**SHORT EXERCISE:**
Rewrite the entries below, replacing every "coach's" with "manager's" and keeping everything else the same.

-------------------------

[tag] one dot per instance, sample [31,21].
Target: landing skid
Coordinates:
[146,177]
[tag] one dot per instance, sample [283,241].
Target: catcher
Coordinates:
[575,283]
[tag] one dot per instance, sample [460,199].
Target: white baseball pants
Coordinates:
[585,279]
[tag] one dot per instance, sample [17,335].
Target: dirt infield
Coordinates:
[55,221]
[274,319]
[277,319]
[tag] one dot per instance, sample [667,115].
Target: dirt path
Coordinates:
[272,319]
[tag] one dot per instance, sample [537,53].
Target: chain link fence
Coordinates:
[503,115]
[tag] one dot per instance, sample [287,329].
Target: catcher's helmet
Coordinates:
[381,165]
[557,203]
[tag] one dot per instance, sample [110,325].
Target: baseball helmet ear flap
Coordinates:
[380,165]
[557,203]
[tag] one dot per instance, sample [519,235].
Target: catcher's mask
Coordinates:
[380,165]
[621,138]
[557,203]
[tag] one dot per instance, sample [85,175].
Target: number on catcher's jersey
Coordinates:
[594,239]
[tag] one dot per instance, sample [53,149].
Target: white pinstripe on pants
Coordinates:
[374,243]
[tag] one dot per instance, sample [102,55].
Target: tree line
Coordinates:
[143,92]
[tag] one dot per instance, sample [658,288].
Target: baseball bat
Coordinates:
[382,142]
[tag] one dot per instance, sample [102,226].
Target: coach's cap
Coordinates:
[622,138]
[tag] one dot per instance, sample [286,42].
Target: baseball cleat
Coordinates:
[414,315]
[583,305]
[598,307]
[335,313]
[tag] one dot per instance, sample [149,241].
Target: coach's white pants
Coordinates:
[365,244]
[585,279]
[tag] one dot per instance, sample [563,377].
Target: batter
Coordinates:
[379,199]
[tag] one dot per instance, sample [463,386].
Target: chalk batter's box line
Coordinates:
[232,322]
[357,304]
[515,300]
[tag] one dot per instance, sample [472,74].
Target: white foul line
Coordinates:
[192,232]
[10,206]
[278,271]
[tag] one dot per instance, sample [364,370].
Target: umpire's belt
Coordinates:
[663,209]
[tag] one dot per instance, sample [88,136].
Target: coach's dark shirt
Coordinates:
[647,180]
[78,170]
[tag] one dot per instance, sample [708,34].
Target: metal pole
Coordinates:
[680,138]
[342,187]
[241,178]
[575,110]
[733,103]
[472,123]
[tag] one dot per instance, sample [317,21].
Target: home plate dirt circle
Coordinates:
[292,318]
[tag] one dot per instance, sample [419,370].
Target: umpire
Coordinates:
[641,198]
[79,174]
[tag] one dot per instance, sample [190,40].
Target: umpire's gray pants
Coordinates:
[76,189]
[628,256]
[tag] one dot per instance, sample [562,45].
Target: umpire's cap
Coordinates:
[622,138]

-------------------------

**RESULT:**
[tag] one dot per instance, sample [31,21].
Target: landing skid
Coordinates:
[146,177]
[tag] one dot per instance, sample [283,241].
Target: catcher
Coordinates:
[575,283]
[tag] one dot per instance, sample [460,199].
Target: white baseball pants
Coordinates:
[585,279]
[tag] one dot per instance, sample [17,335].
Target: dirt infield
Coordinates:
[55,221]
[274,319]
[277,319]
[tag] one dot per instance, sample [667,115].
Target: dirt path
Coordinates:
[272,319]
[tag] one dot per instance, sample [537,53].
Target: chain link fence
Coordinates:
[503,115]
[tag] one dot per instance, sample [287,329].
Target: catcher's helmet
Coordinates:
[381,165]
[557,203]
[tag] one dot per instance, sample [110,325].
Target: baseball helmet ear flap
Coordinates:
[380,165]
[557,203]
[tag] one dot per instance, sample [519,235].
Target: catcher's mask
Coordinates:
[380,165]
[621,138]
[557,203]
[tag] one dot per instance, sample [85,175].
Target: number on catcher's jersey
Coordinates:
[594,239]
[tag] one dot per instance, sample [53,149].
Target: white pinstripe on pants
Coordinates:
[374,243]
[tag] one dot per instance, sample [102,55].
Target: tree line
Coordinates:
[143,92]
[tag] one dot per instance, sample [658,288].
Target: baseball bat
Coordinates:
[382,142]
[tag] one dot per instance, sample [102,226].
Target: manager's cap
Coordinates:
[622,138]
[tag] one dot per instance, sample [286,42].
Target: baseball cleat
Coordinates:
[414,315]
[583,305]
[598,307]
[335,313]
[tag] one dot per instance, sample [149,241].
Target: manager's white pants
Coordinates:
[365,244]
[585,279]
[tag] one dot per instance, sample [563,377].
Target: batter
Coordinates:
[379,199]
[tag] one dot per instance, sample [463,386].
Target: chalk batter's box line
Coordinates:
[232,322]
[357,304]
[515,300]
[tag] one dot per instance, sample [472,74].
Target: white foul line
Coordinates:
[192,232]
[10,206]
[278,271]
[tag] one dot per instance, sample [364,370].
Target: umpire's belt
Coordinates:
[663,209]
[tag] one dot per instance, sample [88,136].
Target: manager's dark shirt
Coordinates:
[647,180]
[78,170]
[tag] one dot per instance, sample [708,34].
Target: metal pole
Coordinates:
[680,138]
[342,187]
[241,178]
[575,110]
[733,103]
[472,123]
[tag] one dot per instance, sample [317,21].
Target: home plate dirt circle
Coordinates:
[292,318]
[tag] one dot per instance, sample [419,370].
Target: umpire
Coordinates:
[641,198]
[79,174]
[tag] one dot per instance, sample [190,40].
Target: umpire's gray pants
Coordinates:
[76,189]
[628,256]
[tag] one dot per instance, sample [562,45].
Target: umpire's cap
Coordinates:
[622,138]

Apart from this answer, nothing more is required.